_Task 1_
In the text on Stephanie Bruce, what place did she finish at the 2017 IAAF World Cross Country Championships?
_Task 2_
List every runner the text on Stephanie Bruce names as finishing behind her at the 2018 AJC Peachtree Road Race.

--- Excerpted text Enclosed Below ---

Stephanie Bruce ( Rothstein; born January 14, 1984) is an American long-distance runner.

==Running career==

===NCAA===
Stephanie Bruce smashed Katie Apenrodt's 10,000 meter UCSB school record by over a minute and a half in 2006 with her then 10 km PR of 33:27.85. Bruce is an NCAA Division 1 All-American, Big West Conference cross country champion, and league title-holder in the 5k and the 10k. She is also the 2006 Big West Conference Athlete of the Year, and 2006 NACAC Under-23 10,000 meters champion.

===USATF===
Bruce placed first with a time of 32:21 (her personal best 10k time), winning her first U.S. national title on July 4 at the 2018 AJC Peachtree Road Race which hosted the USATF 10km road championships, ahead of runner-up Aliphine Tuliamuk, Sara Hall and Allie Kieffer. This victory came two weeks after finishing 3rd at 10,000 meters on the track in 32:05.05 at 2018 USA Outdoor Track and Field Championships in Des Moines, Iowa at Drake University.

===International career===
She finished 19th at the 2010 IAAF World Half Marathon Championships. She won the 2012 Big Sur Half Marathon.

Bruce competed at the 2017 IAAF World Cross Country Championships, where she finished 22nd - the highest place for a non-African-born runner.

--- End of Enclosed Excerpted text ---
--- Available data Enclosed Below ---

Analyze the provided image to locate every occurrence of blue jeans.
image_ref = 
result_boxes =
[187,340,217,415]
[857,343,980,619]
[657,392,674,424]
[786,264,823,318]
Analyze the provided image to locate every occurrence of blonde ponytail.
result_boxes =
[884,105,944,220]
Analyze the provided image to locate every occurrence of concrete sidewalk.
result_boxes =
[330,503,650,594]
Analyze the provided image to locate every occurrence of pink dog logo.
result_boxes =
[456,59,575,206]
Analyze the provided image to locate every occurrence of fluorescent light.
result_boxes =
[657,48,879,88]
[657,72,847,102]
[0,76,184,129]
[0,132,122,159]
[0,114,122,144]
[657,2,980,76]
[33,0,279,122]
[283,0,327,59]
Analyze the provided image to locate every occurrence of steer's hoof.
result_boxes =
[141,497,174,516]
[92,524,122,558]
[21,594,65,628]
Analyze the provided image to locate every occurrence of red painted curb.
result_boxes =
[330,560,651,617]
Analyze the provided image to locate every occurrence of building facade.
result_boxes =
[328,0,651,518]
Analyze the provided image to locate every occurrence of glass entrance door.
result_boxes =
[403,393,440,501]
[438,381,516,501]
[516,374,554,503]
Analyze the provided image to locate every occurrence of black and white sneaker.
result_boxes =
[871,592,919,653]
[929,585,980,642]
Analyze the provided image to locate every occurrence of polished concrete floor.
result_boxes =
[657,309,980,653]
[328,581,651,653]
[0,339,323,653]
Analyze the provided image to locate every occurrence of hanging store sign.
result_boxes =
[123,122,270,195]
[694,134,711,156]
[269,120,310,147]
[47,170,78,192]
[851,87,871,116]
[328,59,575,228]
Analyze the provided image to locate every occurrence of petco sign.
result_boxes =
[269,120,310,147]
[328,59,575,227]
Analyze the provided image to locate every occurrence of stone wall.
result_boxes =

--- End of Enclosed Available data ---

_Response box 1_
22nd

_Response box 2_
Aliphine Tuliamuk, Sara Hall, Allie Kieffer